■ Work instructions
1. Translate this sentence from the fouled-board thread into Spanish: "I believe Stephen Hawking was told that every equation he included in A Brief History of Time would reduce its sales by a certain percentage."
2. Repeat word for word the part of the fouled-board thread that opens with the words containing "Fouled board" and closes with "0 +2 and +4)".
3. Pick up the fouled-board thread after its final sentence and continue it with the reply that follows.

■ Selected excerpt
□ □ □ □ □ □ □

Fouled board

[VixTD]

There is an even easier way to explain Neuberg, it is named "Acherman" (sorry if i have the name slightly incorrect):

 

Calculate all scores relative to average within the group (e.g. a group of five will have the scores -4 -2 0 +2 and +4)

 

Multiply each score with the total number of tables and divide with the number of tables within the relevant group:

 

There you are!

 

(If the translation is for a total of 9 tables the scores within a group of 5 tables will become

-7,2 -3,6 - 0 +3,6 and + 7,2, or zero based: 0,8 4,4 8 11,6 and 15,2)

I thought that the Asherman correction (however you spell it) gave a different result from Neuberg, and gave rise to much discussion about which was better / fairer. If I understand you correctly the procedure would be:

 

(1) Matchpoint the board within the group

(2) Subtract the group average from each score

(3) Multiply the results by E/A

(4) Add back a normal average

 

This seems to give the same result as my method, and I don't see why it should be easier, but if you find it so, fine.

[VixTD]

Algebra doesn't scare me. B-)

It divides classes of trainee directors into two groups: those who revel in it and those who are repelled by it.

 

I believe Stephen Hawking was told that every equation he included in A Brief History of Time would reduce its sales by a certain percentage.

[pran]

I thought that the Asherman correction (however you spell it) gave a different result from Neuberg, and gave rise to much discussion about which was better / fairer. If I understand you correctly the procedure would be:

 

(1) Matchpoint the board within the group

(2) Subtract the group average from each score

(3) Multiply the results by E/A

(4) Add back a normal average

 

This seems to give the same result as my method, and I don't see why it should be easier, but if you find it so, fine.

It is easy to prove that Asherman and Neuberg are identical.

 

Since the first introduction of computer aided scoring in Norway (around 1980) we have always scored matchpoints plus/minus relative to average, and then the correction factor for each score is simply: R/S where R is the number of tables in the Result (common) group and S is the number of tables in the Source Group.

 

I don't think anything can be simpler whether to understand or to use than that?

[VixTD]

It is easy to prove that Asherman and Neuberg are identical.

If what you describe is Ascherman (spelt so), then they are indeed identical and my recollection must be false, but in that case why are they referred to as if they were different? It's like arguing about whether you should perform the operation "X + 4 + 2" or "X + 2 + 4".

 

Since the first introduction of computer aided scoring in Norway (around 1980) we have always scored matchpoints plus/minus relative to average, and then the correction factor for each score is simply: R/S where R is the number of tables in the Result (common) group and S is the number of tables in the Source Group.

 

I don't think anything can be simpler whether to understand or to use than that?

I think a lot of club directors with little maths training would struggle to understand what you meant if you told them to "score this board relative to average".

[barmar]

You develop evidence before ruling; state the evidence and the reasoning for choosing the evidence when ruling.

You were replying to a post where said that no such evidence could be found. I was presuming that you already went through that process and came up empty. You still have to come up with a ruling.

[pran]

It is easy to prove that Ascherman and Neuberg are identical.

If what you describe is Ascherman, then they are indeed identical and my recollection must be false, but in that case why are they referred to as if they were different?

□ □ □ □ □ □ □

■ Source data
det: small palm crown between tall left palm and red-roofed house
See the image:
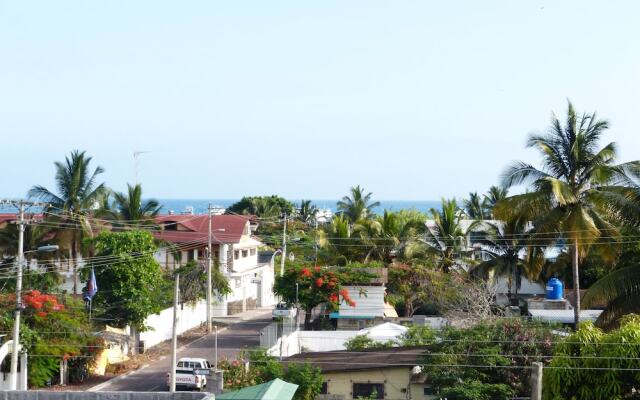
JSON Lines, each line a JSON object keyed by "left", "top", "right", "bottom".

□ □ □ □ □ □ □

■ Answers for the tasks
1. Creo que a Stephen Hawking le dijeron que cada ecuación que incluyera en A Brief History of Time reduciría sus ventas en cierto porcentaje.

2.
Fouled board

[VixTD]

There is an even easier way to explain Neuberg, it is named "Acherman" (sorry if i have the name slightly incorrect):

 

Calculate all scores relative to average within the group (e.g. a group of five will have the scores -4 -2 0 +2 and +4)

3.
Ascherman and Neuberg are indeed identical, and if you search on Google with keywords "ascherman formula bridge" you will find several articles confirming this.

 

I have no idea why Ascherman and Neuberg are referred to as if they were different, but I suspect that Neuberg was preferred by people knowing nothing better than to score matchpoints from zero (bottom) to the top.

 

Once one starts thinking of scores where zero is the average score and below and above average being represented by negative and positive values, then Ascherman has the clear advantage.

 

However, "Neuberg" has been well established, and very few (if any) apparently dare now speak of Ascherman even when it is his formula they really use with their scoring programs.

 

And not to forget: I believe it is far more easy for the layman to understand Ascherman than to understand Neuberg.

[Vampyr]

 

And not to forget: I believe it is far more easy for the layman to understand Ascherman than to understand Neuberg.

 

Vix's instructions make it obvious to the inexperienced director what he is trying to do and why.

[blackshoe]

http://www.bridgeguys.com/sec/glossary/a/ascherman_system.html

 

Attributed to a Dutchman named Ascherman in the 1950s, and written up by Herman DeWael in 1996.

 

Not sure if this is compatible with

Law 78A: In matchpoint scoring each contestant is awarded, for scores made by different contestants who have played the same board and whose scores are compared with his, two scoring units (matchpoints or half matchpoints) for each score inferior to his, one scoring unit for each score equal to his, and zero scoring units for each score superior to his.

[gordontd]

It is easy to prove that Asherman and Neuberg are identical.

That they give identical rankings when used on a single field does not make them identical.

[pran]

That they give identical rankings when used on a single field does not make them identical.

The mathematical proof is that the algebraic formula defining either method is (easily) transformed to the algebraic formula defining the other.

 

The main difference between Ascherman and Neuberg is that while Neuman operates on "bottom relative" values (i.e. between zero and TOP,) Ascherman operates on "average relative" values (i.e. between negative "half of TOP" and positive "half of TOP").

 

The formulae are identical in that they both "expand" "average relative" values by the ratio between original and new number of tables!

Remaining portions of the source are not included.